Records from a point annotation dataset:
_____
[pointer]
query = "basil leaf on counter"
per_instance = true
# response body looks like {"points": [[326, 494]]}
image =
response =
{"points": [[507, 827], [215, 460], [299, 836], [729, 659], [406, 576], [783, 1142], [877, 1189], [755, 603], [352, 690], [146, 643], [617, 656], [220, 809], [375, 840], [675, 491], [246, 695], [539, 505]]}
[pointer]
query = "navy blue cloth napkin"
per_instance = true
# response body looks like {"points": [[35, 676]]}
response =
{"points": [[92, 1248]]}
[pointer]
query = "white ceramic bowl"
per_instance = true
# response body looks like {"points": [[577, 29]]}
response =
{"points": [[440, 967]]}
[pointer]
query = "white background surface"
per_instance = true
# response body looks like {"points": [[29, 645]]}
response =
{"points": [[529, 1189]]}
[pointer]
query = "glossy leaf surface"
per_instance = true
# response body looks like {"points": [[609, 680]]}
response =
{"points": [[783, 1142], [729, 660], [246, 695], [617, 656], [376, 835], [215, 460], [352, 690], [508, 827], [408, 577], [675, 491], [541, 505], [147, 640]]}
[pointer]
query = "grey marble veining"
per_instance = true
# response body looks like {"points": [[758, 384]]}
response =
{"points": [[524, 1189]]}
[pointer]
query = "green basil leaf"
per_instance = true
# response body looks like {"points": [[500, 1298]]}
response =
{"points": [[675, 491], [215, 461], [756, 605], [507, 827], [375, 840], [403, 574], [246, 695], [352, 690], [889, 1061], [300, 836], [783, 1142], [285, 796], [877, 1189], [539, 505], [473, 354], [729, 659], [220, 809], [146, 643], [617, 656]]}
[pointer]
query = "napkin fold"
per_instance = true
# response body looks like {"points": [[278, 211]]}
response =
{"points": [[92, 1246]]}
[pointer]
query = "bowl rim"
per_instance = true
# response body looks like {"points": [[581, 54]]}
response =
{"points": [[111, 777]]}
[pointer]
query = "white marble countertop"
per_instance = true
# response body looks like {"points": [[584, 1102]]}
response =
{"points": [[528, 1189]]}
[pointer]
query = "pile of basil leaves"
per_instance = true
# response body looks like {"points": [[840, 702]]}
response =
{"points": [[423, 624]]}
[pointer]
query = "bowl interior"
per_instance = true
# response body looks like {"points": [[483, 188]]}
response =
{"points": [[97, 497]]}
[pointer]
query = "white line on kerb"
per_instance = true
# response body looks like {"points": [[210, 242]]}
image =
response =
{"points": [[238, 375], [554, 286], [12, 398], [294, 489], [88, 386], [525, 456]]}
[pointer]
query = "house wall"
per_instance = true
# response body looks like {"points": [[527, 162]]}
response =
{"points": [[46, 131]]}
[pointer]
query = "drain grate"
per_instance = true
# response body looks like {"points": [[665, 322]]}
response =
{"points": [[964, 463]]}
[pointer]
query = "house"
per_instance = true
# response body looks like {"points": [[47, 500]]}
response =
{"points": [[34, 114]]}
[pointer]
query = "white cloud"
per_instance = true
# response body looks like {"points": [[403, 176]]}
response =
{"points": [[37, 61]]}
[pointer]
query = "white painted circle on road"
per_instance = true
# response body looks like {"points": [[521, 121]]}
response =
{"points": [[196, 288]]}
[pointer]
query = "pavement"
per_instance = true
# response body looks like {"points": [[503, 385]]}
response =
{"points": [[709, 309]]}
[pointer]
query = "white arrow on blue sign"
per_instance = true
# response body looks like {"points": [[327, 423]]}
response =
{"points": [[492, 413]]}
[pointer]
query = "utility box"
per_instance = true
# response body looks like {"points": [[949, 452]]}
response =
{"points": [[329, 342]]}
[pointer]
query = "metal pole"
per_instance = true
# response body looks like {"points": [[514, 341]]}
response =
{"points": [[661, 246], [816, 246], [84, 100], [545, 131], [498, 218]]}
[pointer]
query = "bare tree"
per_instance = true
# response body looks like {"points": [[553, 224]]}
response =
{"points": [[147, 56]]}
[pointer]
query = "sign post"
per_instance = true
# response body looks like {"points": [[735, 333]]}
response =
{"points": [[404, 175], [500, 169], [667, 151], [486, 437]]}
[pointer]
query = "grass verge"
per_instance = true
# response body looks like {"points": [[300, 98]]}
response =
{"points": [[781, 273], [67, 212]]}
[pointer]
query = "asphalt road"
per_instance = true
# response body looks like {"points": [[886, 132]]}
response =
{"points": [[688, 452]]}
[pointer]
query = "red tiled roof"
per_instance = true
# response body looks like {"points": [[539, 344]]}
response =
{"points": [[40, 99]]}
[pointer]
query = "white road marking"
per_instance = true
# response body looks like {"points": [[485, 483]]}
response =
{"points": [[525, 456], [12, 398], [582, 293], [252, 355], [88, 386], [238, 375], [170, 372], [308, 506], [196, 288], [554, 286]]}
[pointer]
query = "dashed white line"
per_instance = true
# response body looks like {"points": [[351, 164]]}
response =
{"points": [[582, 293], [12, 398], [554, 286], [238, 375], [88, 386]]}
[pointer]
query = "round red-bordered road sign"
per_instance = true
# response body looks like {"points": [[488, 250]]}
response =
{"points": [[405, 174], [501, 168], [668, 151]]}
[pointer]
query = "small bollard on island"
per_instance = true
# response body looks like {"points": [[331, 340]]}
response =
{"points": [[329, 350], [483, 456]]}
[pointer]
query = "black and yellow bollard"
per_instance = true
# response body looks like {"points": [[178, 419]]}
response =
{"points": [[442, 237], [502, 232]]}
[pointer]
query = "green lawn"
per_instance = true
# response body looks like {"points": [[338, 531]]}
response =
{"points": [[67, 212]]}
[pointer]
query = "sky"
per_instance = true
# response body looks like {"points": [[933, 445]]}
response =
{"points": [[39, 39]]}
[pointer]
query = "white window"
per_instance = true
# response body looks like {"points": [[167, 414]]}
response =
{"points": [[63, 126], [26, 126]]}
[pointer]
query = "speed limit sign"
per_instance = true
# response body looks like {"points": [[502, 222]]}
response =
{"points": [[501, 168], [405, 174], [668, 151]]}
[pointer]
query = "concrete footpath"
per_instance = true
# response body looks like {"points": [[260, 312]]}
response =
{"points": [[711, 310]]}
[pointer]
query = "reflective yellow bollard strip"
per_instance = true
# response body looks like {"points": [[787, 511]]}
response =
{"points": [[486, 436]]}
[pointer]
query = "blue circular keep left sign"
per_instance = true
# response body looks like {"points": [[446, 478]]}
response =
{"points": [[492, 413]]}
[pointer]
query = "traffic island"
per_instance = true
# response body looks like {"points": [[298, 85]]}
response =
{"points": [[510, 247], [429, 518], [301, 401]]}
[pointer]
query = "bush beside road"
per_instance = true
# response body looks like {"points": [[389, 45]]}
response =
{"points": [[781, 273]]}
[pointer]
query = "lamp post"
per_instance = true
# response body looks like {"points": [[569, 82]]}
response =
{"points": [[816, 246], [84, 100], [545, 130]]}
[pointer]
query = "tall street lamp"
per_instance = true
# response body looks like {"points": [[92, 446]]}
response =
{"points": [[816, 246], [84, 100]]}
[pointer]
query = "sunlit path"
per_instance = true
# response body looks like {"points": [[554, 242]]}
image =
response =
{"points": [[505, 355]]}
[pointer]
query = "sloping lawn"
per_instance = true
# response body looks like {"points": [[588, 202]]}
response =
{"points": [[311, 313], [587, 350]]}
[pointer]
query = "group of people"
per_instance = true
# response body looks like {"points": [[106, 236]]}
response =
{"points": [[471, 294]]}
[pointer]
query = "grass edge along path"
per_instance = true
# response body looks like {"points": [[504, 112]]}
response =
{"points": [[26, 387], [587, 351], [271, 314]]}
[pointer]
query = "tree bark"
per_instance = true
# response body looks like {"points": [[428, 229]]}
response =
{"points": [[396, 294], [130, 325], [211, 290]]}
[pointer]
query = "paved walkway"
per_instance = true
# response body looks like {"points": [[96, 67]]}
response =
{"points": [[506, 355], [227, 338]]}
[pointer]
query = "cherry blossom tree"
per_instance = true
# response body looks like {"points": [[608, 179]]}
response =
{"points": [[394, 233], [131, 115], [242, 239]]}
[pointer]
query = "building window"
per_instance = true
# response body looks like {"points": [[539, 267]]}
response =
_____
Set exercise.
Please show each line of the records above that contains the string "blue".

Result of the exercise.
query = "navy blue cloth napkin"
query = "white arrow on blue sign"
query = "blue circular keep left sign"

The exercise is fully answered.